EXPENDABLE INCOME

adidasforum

This is a few years old and was written for my friend Frank back in the Boylston Trading days to accompany the release of their excellent all-suede Forum Hi makeups. Looking at it now, I’m not 100% sure on details of the Forum Mid’s genesis, but I kind of like this. I see people talking about shoe prices in 2014 and shoes breaking $100 in the mid 1980s was far more shocking. Hustler-endorsed shoes are the best kind of shoes and I think that the Forum never had the marketing stories applied to it that it deserved. Plus I’m bored of seeing the same stuff about the same set of shoes written by idiots. I don’t buy this stuff about there being a “shoe culture” — it’s either kids who wore TOMS until 2011 getting excited about the same five silhouettes or elderly trainspotters moaning about shoe shapes. Both groups irritate me.

• [What you need to do] Pick up the adidas Forum piece right after its last sentence and keep writing in the same voice.

• [Raw data]
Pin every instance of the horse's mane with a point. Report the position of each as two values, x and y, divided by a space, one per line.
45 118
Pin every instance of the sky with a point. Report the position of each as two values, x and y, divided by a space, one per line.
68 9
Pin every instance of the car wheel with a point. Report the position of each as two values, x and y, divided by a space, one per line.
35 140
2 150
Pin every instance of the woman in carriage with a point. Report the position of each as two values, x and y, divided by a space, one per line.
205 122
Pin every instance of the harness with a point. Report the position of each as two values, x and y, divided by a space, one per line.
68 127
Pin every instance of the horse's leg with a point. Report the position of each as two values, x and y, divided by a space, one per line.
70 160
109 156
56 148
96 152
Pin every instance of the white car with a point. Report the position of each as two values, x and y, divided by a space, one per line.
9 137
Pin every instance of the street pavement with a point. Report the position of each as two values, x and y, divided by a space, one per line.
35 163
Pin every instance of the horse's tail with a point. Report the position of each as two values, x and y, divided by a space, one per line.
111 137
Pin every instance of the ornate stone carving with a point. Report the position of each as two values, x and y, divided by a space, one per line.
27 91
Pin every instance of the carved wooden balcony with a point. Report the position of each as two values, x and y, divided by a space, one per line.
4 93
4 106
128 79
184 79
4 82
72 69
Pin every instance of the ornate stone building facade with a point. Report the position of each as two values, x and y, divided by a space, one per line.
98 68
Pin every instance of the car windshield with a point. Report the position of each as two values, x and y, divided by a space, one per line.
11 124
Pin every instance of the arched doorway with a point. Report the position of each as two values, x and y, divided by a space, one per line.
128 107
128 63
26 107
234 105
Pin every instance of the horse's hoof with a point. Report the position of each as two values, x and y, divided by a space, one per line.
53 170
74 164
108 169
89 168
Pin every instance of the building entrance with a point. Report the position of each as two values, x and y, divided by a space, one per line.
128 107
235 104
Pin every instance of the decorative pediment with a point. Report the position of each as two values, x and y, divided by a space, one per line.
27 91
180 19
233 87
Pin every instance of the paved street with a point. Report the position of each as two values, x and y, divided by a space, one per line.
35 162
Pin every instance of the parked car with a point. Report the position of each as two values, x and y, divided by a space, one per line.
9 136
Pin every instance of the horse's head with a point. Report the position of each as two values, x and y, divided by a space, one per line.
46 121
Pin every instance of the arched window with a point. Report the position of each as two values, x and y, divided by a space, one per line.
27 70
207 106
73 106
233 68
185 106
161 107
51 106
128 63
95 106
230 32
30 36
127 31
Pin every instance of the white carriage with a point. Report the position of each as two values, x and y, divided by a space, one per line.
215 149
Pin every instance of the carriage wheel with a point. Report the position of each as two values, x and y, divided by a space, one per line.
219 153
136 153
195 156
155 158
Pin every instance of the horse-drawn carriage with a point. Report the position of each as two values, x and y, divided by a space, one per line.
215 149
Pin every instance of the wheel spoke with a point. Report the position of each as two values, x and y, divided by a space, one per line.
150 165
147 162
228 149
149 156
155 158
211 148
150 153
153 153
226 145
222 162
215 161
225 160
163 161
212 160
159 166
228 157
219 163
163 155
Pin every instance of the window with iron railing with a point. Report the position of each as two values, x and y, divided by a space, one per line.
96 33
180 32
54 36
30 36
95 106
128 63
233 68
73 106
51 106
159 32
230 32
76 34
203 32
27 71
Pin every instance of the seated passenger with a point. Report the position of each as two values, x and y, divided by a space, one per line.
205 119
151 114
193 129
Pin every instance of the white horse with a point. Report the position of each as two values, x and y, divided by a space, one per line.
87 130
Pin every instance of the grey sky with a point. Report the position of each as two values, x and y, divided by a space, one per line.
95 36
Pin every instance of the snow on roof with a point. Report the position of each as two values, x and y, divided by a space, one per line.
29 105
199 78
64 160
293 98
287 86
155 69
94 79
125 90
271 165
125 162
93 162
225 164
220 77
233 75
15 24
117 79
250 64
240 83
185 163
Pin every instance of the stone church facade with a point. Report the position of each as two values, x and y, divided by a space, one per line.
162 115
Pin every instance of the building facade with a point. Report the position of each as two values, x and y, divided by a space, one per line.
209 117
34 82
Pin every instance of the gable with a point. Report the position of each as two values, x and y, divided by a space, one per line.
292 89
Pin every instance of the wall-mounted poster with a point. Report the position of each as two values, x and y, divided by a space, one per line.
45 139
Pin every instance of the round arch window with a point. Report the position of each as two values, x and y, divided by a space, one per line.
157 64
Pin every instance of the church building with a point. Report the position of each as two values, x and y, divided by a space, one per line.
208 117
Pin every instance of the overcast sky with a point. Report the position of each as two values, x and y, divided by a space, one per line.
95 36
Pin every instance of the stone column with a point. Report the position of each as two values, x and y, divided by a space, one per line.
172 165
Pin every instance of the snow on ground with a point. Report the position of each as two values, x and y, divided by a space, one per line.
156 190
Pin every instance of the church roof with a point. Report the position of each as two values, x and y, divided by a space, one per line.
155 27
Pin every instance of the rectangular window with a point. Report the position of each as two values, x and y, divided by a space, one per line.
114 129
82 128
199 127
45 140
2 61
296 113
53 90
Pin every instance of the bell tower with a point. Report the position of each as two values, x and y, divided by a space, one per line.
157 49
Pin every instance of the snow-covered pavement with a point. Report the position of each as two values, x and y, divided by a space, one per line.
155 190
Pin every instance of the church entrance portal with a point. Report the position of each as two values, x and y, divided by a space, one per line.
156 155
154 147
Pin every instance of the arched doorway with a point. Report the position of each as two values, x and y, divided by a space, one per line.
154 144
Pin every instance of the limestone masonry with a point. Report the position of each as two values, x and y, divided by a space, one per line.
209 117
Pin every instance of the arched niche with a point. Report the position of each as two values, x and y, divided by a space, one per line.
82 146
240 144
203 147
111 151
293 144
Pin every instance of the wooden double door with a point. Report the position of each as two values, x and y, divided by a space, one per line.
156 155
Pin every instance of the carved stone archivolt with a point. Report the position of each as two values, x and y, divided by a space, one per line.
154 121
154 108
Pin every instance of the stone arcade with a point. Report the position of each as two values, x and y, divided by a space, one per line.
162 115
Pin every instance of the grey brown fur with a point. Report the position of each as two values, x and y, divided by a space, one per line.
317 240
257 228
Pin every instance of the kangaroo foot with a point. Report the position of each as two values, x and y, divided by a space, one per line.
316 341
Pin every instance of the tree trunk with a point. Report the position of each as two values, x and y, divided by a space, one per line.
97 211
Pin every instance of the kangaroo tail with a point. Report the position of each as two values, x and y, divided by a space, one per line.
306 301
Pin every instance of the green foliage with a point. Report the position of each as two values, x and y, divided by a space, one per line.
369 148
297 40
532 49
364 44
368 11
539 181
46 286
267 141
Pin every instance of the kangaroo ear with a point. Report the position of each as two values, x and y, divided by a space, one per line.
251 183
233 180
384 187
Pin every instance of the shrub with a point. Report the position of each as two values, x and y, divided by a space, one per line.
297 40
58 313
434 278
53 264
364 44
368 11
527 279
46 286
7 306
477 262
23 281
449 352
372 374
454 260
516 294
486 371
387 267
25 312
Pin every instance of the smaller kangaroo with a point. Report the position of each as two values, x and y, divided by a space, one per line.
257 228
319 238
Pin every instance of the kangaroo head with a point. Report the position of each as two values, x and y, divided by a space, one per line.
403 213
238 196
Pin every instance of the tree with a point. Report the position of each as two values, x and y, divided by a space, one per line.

• [Result of the exercise]
Deluged as we are with previews, retrospectives, forced heritage and the misguided notion that age alone confers classic status on a sneaker design, it’s worth singling out an example of perfect design that’s occasionally overlooked. adidas’ Forum Hi design hasn’t been forgotten in any way — in fact, the Forum had a low key anniversary celebration for its 25th year in 2008, resulting in the flawless Harput’s Forum Mid homage to the iconic Americana. But the high version of the shoe is the most definitive variation. At its best, the collaboration isn’t some cash-in blog filler. Instead it’s a love letter to everything a shoe and its related sub-cultures represent. We’ve been surrounded by reissues for so long that we’ve started to take adidas’ basketball legacy for granted, but it’s time that a few stories were told again.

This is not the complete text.